=== Given information ===
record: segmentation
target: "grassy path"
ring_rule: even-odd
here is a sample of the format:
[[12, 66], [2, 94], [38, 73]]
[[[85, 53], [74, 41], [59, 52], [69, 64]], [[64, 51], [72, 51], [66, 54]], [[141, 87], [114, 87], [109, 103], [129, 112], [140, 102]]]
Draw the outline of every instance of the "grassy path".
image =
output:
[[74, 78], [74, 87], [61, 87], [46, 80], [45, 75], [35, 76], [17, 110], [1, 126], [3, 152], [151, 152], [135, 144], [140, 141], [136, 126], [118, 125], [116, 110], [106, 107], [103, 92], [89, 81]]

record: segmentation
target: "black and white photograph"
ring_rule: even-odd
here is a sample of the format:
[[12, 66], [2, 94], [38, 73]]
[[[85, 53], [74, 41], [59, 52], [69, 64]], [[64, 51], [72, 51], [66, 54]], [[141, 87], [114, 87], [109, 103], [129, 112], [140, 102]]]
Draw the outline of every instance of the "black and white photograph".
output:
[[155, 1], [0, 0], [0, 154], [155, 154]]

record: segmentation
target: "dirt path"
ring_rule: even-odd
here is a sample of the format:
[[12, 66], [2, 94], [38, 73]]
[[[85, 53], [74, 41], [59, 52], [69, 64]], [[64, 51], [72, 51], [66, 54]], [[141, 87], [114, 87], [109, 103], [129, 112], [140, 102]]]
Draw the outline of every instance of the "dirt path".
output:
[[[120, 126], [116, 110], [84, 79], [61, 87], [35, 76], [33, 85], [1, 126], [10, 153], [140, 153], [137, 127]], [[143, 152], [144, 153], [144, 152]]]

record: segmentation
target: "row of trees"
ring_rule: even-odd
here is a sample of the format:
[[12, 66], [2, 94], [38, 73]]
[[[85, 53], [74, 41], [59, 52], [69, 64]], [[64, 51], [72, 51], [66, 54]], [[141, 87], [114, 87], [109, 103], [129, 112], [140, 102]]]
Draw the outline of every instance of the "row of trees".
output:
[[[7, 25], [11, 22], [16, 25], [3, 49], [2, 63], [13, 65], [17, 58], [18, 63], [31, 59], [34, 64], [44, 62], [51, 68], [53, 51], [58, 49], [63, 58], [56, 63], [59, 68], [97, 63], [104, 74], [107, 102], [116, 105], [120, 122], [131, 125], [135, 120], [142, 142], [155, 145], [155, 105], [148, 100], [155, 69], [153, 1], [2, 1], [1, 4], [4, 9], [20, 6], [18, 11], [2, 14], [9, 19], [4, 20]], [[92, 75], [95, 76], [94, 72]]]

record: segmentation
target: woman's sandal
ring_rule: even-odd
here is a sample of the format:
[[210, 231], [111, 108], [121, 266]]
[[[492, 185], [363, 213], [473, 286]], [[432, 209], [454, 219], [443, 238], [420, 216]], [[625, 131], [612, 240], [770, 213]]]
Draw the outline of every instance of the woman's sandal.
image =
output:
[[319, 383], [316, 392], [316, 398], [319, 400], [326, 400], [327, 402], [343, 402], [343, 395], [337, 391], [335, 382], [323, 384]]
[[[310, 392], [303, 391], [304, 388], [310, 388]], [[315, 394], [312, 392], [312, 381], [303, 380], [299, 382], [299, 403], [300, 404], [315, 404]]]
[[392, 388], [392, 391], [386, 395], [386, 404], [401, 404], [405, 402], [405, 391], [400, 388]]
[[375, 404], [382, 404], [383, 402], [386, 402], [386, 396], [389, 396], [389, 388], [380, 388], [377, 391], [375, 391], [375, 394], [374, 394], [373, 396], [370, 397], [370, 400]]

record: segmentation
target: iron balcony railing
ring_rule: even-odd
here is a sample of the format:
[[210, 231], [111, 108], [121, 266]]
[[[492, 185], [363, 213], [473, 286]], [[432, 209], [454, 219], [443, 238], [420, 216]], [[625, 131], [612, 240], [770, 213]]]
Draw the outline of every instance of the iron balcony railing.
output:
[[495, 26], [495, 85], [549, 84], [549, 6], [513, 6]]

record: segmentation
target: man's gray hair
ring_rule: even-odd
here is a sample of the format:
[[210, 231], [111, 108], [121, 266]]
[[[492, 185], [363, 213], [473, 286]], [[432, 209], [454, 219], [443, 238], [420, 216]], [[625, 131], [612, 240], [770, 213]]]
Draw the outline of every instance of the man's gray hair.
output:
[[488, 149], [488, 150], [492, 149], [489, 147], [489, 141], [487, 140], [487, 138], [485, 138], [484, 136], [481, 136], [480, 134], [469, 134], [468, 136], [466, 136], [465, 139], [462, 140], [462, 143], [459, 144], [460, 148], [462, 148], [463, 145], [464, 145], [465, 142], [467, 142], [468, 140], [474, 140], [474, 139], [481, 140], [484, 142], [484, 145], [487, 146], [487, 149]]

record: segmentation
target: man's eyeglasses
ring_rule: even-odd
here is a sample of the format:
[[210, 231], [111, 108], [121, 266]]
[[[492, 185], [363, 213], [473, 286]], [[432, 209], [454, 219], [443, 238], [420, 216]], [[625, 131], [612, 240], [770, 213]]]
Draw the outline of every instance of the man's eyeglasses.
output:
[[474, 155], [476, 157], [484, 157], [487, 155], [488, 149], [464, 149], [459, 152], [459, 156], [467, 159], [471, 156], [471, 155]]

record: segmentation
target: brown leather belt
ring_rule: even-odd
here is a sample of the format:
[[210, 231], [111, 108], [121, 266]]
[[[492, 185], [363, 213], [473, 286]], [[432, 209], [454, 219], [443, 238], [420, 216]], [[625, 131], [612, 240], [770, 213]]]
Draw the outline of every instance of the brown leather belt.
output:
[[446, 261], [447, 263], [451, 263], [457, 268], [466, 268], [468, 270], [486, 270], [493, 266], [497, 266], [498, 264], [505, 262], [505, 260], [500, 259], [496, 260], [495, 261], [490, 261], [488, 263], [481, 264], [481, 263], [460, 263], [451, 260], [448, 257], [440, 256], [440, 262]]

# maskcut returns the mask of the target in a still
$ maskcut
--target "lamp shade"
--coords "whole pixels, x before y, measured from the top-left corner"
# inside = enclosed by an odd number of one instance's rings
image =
===
**Requirements**
Pull out every line of the items that contains the string "grassy", with case counting.

**Full answer**
target: "grassy path"
Draw the outline of every instance of the "grassy path".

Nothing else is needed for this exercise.